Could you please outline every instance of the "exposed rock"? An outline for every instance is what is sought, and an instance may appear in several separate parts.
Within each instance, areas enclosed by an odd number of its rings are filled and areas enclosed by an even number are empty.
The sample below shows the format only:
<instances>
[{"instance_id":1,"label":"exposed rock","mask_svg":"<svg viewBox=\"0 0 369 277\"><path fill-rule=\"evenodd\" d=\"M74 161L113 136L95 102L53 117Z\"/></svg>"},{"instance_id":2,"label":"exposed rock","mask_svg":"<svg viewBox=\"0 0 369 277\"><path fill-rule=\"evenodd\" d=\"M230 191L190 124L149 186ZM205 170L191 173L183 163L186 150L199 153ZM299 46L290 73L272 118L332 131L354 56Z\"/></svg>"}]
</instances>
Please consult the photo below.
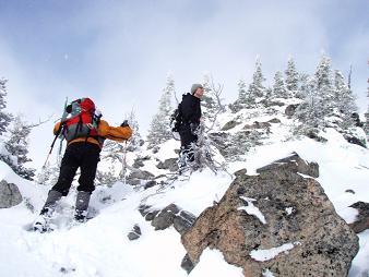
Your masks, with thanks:
<instances>
[{"instance_id":1,"label":"exposed rock","mask_svg":"<svg viewBox=\"0 0 369 277\"><path fill-rule=\"evenodd\" d=\"M143 164L142 159L140 159L140 158L136 158L134 160L133 165L132 165L133 168L140 168L140 167L143 167L143 166L144 166L144 164Z\"/></svg>"},{"instance_id":2,"label":"exposed rock","mask_svg":"<svg viewBox=\"0 0 369 277\"><path fill-rule=\"evenodd\" d=\"M22 194L14 183L0 182L0 208L9 208L22 202Z\"/></svg>"},{"instance_id":3,"label":"exposed rock","mask_svg":"<svg viewBox=\"0 0 369 277\"><path fill-rule=\"evenodd\" d=\"M169 169L170 172L175 172L178 170L177 158L170 158L160 161L156 167L158 169Z\"/></svg>"},{"instance_id":4,"label":"exposed rock","mask_svg":"<svg viewBox=\"0 0 369 277\"><path fill-rule=\"evenodd\" d=\"M296 176L296 172L318 178L319 165L317 162L306 162L296 153L293 153L289 157L275 160L271 165L259 168L257 172L261 174L277 174L277 179L281 179L281 176L284 178L286 174L289 174L288 178L293 178Z\"/></svg>"},{"instance_id":5,"label":"exposed rock","mask_svg":"<svg viewBox=\"0 0 369 277\"><path fill-rule=\"evenodd\" d=\"M145 216L145 220L146 220L146 221L153 220L159 212L160 212L160 210L152 210L152 212L148 212L148 213L146 214L146 216Z\"/></svg>"},{"instance_id":6,"label":"exposed rock","mask_svg":"<svg viewBox=\"0 0 369 277\"><path fill-rule=\"evenodd\" d=\"M267 121L269 123L281 123L281 120L277 118L273 118L271 120Z\"/></svg>"},{"instance_id":7,"label":"exposed rock","mask_svg":"<svg viewBox=\"0 0 369 277\"><path fill-rule=\"evenodd\" d=\"M128 179L133 180L133 179L139 179L139 180L151 180L153 179L155 176L146 170L134 170L132 171L129 176Z\"/></svg>"},{"instance_id":8,"label":"exposed rock","mask_svg":"<svg viewBox=\"0 0 369 277\"><path fill-rule=\"evenodd\" d=\"M295 111L298 107L298 104L291 104L291 105L288 105L285 109L285 115L288 117L288 118L291 118L294 115L295 115Z\"/></svg>"},{"instance_id":9,"label":"exposed rock","mask_svg":"<svg viewBox=\"0 0 369 277\"><path fill-rule=\"evenodd\" d=\"M144 189L147 190L150 188L155 186L156 184L157 184L157 182L155 180L148 181L148 182L146 182Z\"/></svg>"},{"instance_id":10,"label":"exposed rock","mask_svg":"<svg viewBox=\"0 0 369 277\"><path fill-rule=\"evenodd\" d=\"M211 248L242 267L245 276L262 276L266 268L285 277L347 276L358 238L321 185L298 173L301 168L314 171L299 166L301 161L294 155L264 167L259 176L239 174L221 202L181 237L191 262L198 263ZM257 255L279 246L289 250L263 261Z\"/></svg>"},{"instance_id":11,"label":"exposed rock","mask_svg":"<svg viewBox=\"0 0 369 277\"><path fill-rule=\"evenodd\" d=\"M187 274L190 274L190 272L194 268L194 265L188 254L184 255L180 266L187 272Z\"/></svg>"},{"instance_id":12,"label":"exposed rock","mask_svg":"<svg viewBox=\"0 0 369 277\"><path fill-rule=\"evenodd\" d=\"M359 233L369 229L369 203L360 201L350 205L350 207L356 208L359 212L359 214L356 216L355 222L349 225L353 230L356 233Z\"/></svg>"},{"instance_id":13,"label":"exposed rock","mask_svg":"<svg viewBox=\"0 0 369 277\"><path fill-rule=\"evenodd\" d=\"M355 194L355 191L354 191L354 190L346 190L345 192Z\"/></svg>"},{"instance_id":14,"label":"exposed rock","mask_svg":"<svg viewBox=\"0 0 369 277\"><path fill-rule=\"evenodd\" d=\"M367 148L367 145L360 138L357 138L355 136L349 136L349 135L345 135L344 137L348 143L356 144L356 145L359 145L364 148Z\"/></svg>"},{"instance_id":15,"label":"exposed rock","mask_svg":"<svg viewBox=\"0 0 369 277\"><path fill-rule=\"evenodd\" d=\"M195 220L197 217L194 215L186 210L181 210L180 214L172 220L172 226L180 234L183 234L192 227Z\"/></svg>"},{"instance_id":16,"label":"exposed rock","mask_svg":"<svg viewBox=\"0 0 369 277\"><path fill-rule=\"evenodd\" d=\"M242 168L242 169L240 169L240 170L237 170L234 174L236 176L236 177L238 177L238 176L245 176L247 173L247 169L246 168Z\"/></svg>"},{"instance_id":17,"label":"exposed rock","mask_svg":"<svg viewBox=\"0 0 369 277\"><path fill-rule=\"evenodd\" d=\"M235 127L237 127L240 122L237 122L236 120L231 120L227 123L225 123L225 125L221 129L222 131L228 131Z\"/></svg>"},{"instance_id":18,"label":"exposed rock","mask_svg":"<svg viewBox=\"0 0 369 277\"><path fill-rule=\"evenodd\" d=\"M155 216L151 225L155 227L155 230L165 230L172 226L176 214L178 213L179 208L175 204L170 204Z\"/></svg>"},{"instance_id":19,"label":"exposed rock","mask_svg":"<svg viewBox=\"0 0 369 277\"><path fill-rule=\"evenodd\" d=\"M134 225L132 230L127 234L129 240L136 240L141 237L141 228L139 225Z\"/></svg>"}]
</instances>

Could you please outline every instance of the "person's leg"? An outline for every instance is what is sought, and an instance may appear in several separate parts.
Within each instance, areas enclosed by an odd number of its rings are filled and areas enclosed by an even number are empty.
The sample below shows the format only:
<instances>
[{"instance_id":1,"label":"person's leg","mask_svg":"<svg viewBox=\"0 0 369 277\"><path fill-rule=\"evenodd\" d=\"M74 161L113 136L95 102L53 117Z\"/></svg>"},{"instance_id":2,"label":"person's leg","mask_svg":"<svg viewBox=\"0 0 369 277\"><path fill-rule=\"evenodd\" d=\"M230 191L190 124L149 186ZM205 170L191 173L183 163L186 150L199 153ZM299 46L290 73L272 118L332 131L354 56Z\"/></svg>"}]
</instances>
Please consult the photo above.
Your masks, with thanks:
<instances>
[{"instance_id":1,"label":"person's leg","mask_svg":"<svg viewBox=\"0 0 369 277\"><path fill-rule=\"evenodd\" d=\"M92 192L95 190L94 180L97 164L99 161L100 148L94 144L85 144L81 164L81 177L79 179L78 195L75 201L75 215L78 221L84 221Z\"/></svg>"}]
</instances>

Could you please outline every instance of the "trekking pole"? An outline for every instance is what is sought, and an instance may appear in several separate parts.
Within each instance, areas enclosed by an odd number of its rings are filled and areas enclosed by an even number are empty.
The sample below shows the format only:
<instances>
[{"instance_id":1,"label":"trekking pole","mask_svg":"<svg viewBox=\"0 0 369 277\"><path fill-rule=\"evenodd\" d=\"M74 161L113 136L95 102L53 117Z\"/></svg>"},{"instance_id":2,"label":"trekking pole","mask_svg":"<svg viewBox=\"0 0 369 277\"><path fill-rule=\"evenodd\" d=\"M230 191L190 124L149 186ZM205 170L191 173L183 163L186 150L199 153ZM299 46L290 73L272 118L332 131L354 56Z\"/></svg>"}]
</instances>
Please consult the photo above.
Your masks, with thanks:
<instances>
[{"instance_id":1,"label":"trekking pole","mask_svg":"<svg viewBox=\"0 0 369 277\"><path fill-rule=\"evenodd\" d=\"M43 166L43 169L46 167L46 164L47 164L47 161L49 160L49 157L50 157L50 155L51 155L51 153L52 153L53 145L55 145L55 143L56 143L56 141L57 141L59 134L61 133L61 130L62 130L62 123L63 123L63 121L66 120L67 115L68 115L67 111L66 111L67 104L68 104L68 97L66 98L64 110L63 110L63 113L62 113L61 119L60 119L60 127L59 127L59 130L58 130L57 133L55 134L53 141L52 141L51 146L50 146L49 154L48 154L47 157L46 157L46 160L45 160L45 164L44 164L44 166Z\"/></svg>"}]
</instances>

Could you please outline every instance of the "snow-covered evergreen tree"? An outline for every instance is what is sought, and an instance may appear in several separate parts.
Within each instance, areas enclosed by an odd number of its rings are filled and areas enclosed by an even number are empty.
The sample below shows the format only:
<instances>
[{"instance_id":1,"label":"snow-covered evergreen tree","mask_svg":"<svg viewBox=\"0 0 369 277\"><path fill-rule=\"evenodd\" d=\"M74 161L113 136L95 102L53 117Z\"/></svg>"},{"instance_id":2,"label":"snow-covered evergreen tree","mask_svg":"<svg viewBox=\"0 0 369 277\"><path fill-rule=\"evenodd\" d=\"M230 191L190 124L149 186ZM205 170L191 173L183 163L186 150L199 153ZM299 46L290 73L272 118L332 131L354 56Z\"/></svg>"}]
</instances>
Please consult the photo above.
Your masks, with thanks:
<instances>
[{"instance_id":1,"label":"snow-covered evergreen tree","mask_svg":"<svg viewBox=\"0 0 369 277\"><path fill-rule=\"evenodd\" d=\"M263 82L265 81L265 77L262 73L261 70L261 61L258 58L255 62L255 71L252 75L252 82L249 85L248 88L248 94L250 95L249 97L251 98L258 98L258 97L263 97L265 94L265 87L263 85Z\"/></svg>"},{"instance_id":2,"label":"snow-covered evergreen tree","mask_svg":"<svg viewBox=\"0 0 369 277\"><path fill-rule=\"evenodd\" d=\"M324 103L324 105L321 107L321 112L322 116L325 117L332 113L334 94L331 59L325 55L322 56L318 64L314 79L317 97L321 98L320 101Z\"/></svg>"},{"instance_id":3,"label":"snow-covered evergreen tree","mask_svg":"<svg viewBox=\"0 0 369 277\"><path fill-rule=\"evenodd\" d=\"M7 108L7 82L5 79L0 79L0 135L7 131L7 127L12 120L11 115L3 111L3 109Z\"/></svg>"},{"instance_id":4,"label":"snow-covered evergreen tree","mask_svg":"<svg viewBox=\"0 0 369 277\"><path fill-rule=\"evenodd\" d=\"M147 134L148 147L152 148L172 137L170 132L171 96L175 94L175 81L167 77L167 84L159 99L159 108L154 116Z\"/></svg>"},{"instance_id":5,"label":"snow-covered evergreen tree","mask_svg":"<svg viewBox=\"0 0 369 277\"><path fill-rule=\"evenodd\" d=\"M238 81L238 98L231 105L231 110L237 112L241 109L251 108L255 104L254 97L251 97L250 92L246 88L245 80Z\"/></svg>"},{"instance_id":6,"label":"snow-covered evergreen tree","mask_svg":"<svg viewBox=\"0 0 369 277\"><path fill-rule=\"evenodd\" d=\"M10 129L10 137L5 142L7 154L2 154L0 159L5 161L15 173L19 176L33 180L35 176L35 169L26 168L24 165L27 161L32 161L28 155L28 135L32 128L35 125L29 125L24 122L21 116L15 117L12 128Z\"/></svg>"},{"instance_id":7,"label":"snow-covered evergreen tree","mask_svg":"<svg viewBox=\"0 0 369 277\"><path fill-rule=\"evenodd\" d=\"M127 120L132 129L132 137L128 141L127 149L133 152L142 146L143 140L140 134L139 121L136 120L135 112L133 110L129 113Z\"/></svg>"},{"instance_id":8,"label":"snow-covered evergreen tree","mask_svg":"<svg viewBox=\"0 0 369 277\"><path fill-rule=\"evenodd\" d=\"M296 70L295 60L293 58L288 59L285 75L286 88L290 92L291 96L295 96L296 92L298 91L299 74Z\"/></svg>"},{"instance_id":9,"label":"snow-covered evergreen tree","mask_svg":"<svg viewBox=\"0 0 369 277\"><path fill-rule=\"evenodd\" d=\"M211 74L204 75L202 86L204 87L204 95L201 99L202 115L206 125L212 127L216 121L217 115L225 110L221 98L223 86L215 86Z\"/></svg>"},{"instance_id":10,"label":"snow-covered evergreen tree","mask_svg":"<svg viewBox=\"0 0 369 277\"><path fill-rule=\"evenodd\" d=\"M286 88L281 71L277 71L274 75L273 96L286 99L290 97L290 93Z\"/></svg>"}]
</instances>

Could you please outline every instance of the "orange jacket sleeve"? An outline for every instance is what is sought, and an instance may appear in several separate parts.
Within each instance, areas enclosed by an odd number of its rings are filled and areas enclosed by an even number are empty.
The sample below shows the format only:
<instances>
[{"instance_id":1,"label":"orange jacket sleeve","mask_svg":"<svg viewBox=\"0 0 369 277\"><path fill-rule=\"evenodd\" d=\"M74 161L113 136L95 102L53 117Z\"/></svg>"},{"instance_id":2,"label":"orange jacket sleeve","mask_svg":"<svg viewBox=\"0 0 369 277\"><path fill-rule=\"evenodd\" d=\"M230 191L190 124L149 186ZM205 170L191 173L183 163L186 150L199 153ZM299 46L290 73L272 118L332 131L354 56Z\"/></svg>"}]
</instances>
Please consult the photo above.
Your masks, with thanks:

■ **WRITTEN INSTRUCTION**
Report every line of the records above that contains the word "parts", copying each such line in full.

■ **RESULT**
Could you please outline every instance of the "exposed rock"? An outline for every instance is what is sought, and an instance may appear in several separate parts.
Could you please outline every instance of the "person's leg"? An outline for every instance is what is sought, and an instance may appear in several separate parts.
Could you please outline every instance of the "trekking pole"? An outline for every instance is what is sought, and an instance may appear in several separate parts.
Could you please outline every instance of the "snow-covered evergreen tree"? An outline for every instance is what is sought, and an instance may appear in several separate parts.
Could you please outline every instance of the "orange jacket sleeve"? An outline for every instance is what is sought, and an instance may appear in several separate parts.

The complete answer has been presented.